### Data provided:
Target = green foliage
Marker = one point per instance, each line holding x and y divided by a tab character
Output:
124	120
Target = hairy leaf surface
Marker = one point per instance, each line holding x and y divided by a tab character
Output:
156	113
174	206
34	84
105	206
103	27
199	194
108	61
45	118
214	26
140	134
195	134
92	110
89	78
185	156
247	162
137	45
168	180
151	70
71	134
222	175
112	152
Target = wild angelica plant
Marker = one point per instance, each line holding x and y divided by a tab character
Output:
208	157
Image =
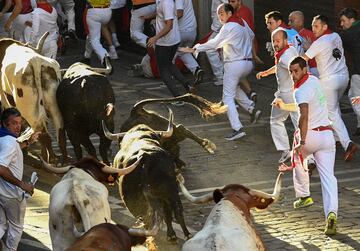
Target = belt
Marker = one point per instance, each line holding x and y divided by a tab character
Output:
99	7
322	128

### Short task:
Copy all of the material above line for line without changing anything, but leave the picture out.

### Task response:
Target = green foliage
Marker = one point per instance, each line holding x and y divided by a tab character
Output:
124	120
Target = hairy leaf surface
Marker = one point per instance, each line holding x and y divided by a tab character
Output:
156	113
174	206
34	84
105	206
103	27
199	194
108	61
45	118
214	26
140	134
195	134
92	110
89	78
185	156
247	162
137	45
168	180
151	70
71	134
222	175
112	152
Target = wild angelica plant
Marker = one point per instance, each line holding x and y divided by a tab character
Output:
208	157
Image =
Target = belt
Marker = one point per instance, each line holding x and y divided by a tab character
Output:
99	7
322	128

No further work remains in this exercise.